• _Page_
# # # #

# What to do around Jackson Wy



## RonB (Jan 19, 2006)

We are seriously considering a kayak/hiking trip from YellowStone to the Grand Tetons this summer. It's relatively flat water, but supposedly very senic. We are looking to add a 1 day whitewater trip to this. I would also love to see some slot canyons, but is there anything else we shouldn't miss while there?  
Thanx,
Ron


----------



## Rose Pink (Jan 21, 2006)

I'm not aware of any slot canyons in that area.  I tend to think more of southern Utah (Lake Powell) for that but I could be wrong.  Yellowstone is such an intriguing place that you could spend several days there.  Jenny's Lake is nice.  Coulter Bay is nice.  For some reason, the memory of the elk antler arches at Jackson town square are forever burned in my mind. And the silver dollars imbedded in the bar across the street.  You may find more ideas if you check Jackson, Wyo timeshare reviews.  If you like live theater, you can find two or three shows every summer in Jackson and Victorville (or at least you used to).  Jackson probably has an official website listing activites.  How  many days do you plan to spend, about where are you planning to lodge--these questions may help people give you more specific ideas for the locale.  Some people like Jackson, some like to stay in the park, some like West Yellowstone or Island Park.  These places are not necessarily close to each other.  Staying in Jackson, for example, and driving to the park and back in one day is a very long day and you won't be able to see all of the park.


----------



## chellej (Jan 21, 2006)

Lots to do in and around Yellowstone

Yellowstone Association  has various backcountry trips , field seminars etc.

http://yellowstoneassociation.org

Buffalo Bill Museum in Cody Wy - Ne corner of Yellowstone.

Fishing Licenses in Yellowstone are very reasonable - Get a Flyfishing book by Bruce Staples - you'll find lots of places to go fish.

Alpine slide at Snow King Resort

Tram at Teton Village.

There are both ballon rides and glider rides over the Tetons - I think they are based near Taghee on the Idaho Side.

We like the horse or stagecoach ride and dinner based out of Roosevelt area in the park.

# # # #

• _Entries_
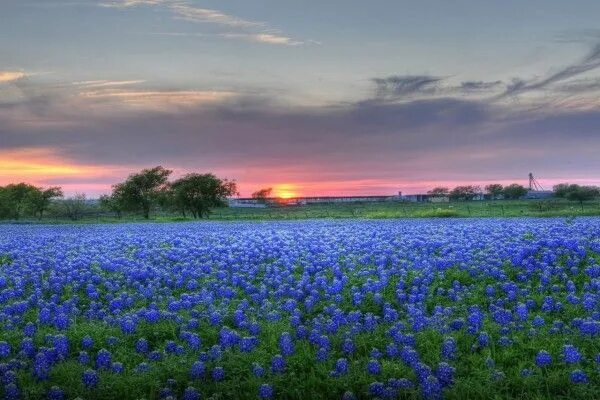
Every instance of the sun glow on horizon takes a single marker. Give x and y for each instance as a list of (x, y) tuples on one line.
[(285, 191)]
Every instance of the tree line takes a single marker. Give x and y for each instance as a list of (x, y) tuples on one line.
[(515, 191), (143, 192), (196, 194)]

# # # #

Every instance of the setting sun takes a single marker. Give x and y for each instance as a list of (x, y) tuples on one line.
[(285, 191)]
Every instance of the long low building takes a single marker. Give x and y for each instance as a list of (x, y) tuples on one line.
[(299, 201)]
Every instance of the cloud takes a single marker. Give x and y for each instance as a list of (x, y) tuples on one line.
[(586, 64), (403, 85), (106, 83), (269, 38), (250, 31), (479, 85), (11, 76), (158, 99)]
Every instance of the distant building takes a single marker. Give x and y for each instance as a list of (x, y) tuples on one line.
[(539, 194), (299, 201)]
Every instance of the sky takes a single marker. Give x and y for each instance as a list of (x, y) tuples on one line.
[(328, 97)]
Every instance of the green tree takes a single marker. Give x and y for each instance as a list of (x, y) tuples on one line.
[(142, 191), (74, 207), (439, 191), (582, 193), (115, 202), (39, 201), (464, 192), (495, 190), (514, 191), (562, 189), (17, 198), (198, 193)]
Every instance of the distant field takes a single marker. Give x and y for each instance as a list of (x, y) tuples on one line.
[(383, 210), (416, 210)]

# # # #

• _Challenges_
1. Echo the stretch of the Jackson, Wyoming thread from "Lots to do in" through "corner of Yellowstone." word for word.
2. Answer these questions from the Jackson, Wyoming thread:
(a) What kind of trip does the first poster want to add to the kayak and hiking plans?
(b) In which town is the Buffalo Bill Museum?
(c) Where is the alpine slide?
3. Pick up the Jackson, Wyoming forum thread after its final sentence and continue it.

• _Exercise responses_
1.
Lots to do in and around Yellowstone

Yellowstone Association  has various backcountry trips , field seminars etc.

http://yellowstoneassociation.org

Buffalo Bill Museum in Cody Wy - Ne corner of Yellowstone.

2.
(a) A one-day whitewater trip.
(b) Cody, Wyoming.
(c) At Snow King Resort.

3.
Typical Yellowstone:  Grand Canyon of the Yellowstone, Old Faithful, Yellowstone Lake, Mammoth hot springs, and the geyser basin.  Lots of day hikes and lots of wildlife.

West Yellowstone /Island Park:  Fall River, Bechler Medow - great fishing;  Wam springs and big springs - lots of fish but no fishing.  Upper & lower mesa falls, Sawtelle Peak, Harriman state park - Trumpeter swans & great fishing, crater lake.  The Imaxx, Grizley/wolf discovery center & yellowstone museum in West Yellowstone.

A great float trip is from Island Park resevoir to Harriman state park.  You would need to find a commercial trip or guide - the canoe rental places won't let you take the canoes downstream from pond's lodge.  There is an area called box canyon - great fun but you need someone with experience to navigate that portion of the river.

In Jackson - eat at the New York sub shop (across the street from Towncenter JH timeshare) and the Cowboy bar.  If you get to Idaho Falls - try Plum Loco.

Also great backback trip:  From Bechler meadows ranger station to Old Faithful.  This is from the sw corner of the park into old faithful.  I forget how many days it took - I want to say 4-5 but we did it BK and our oldest is 19 so it was probably 23-24 years ago.


----------



## RonB (Jan 21, 2006)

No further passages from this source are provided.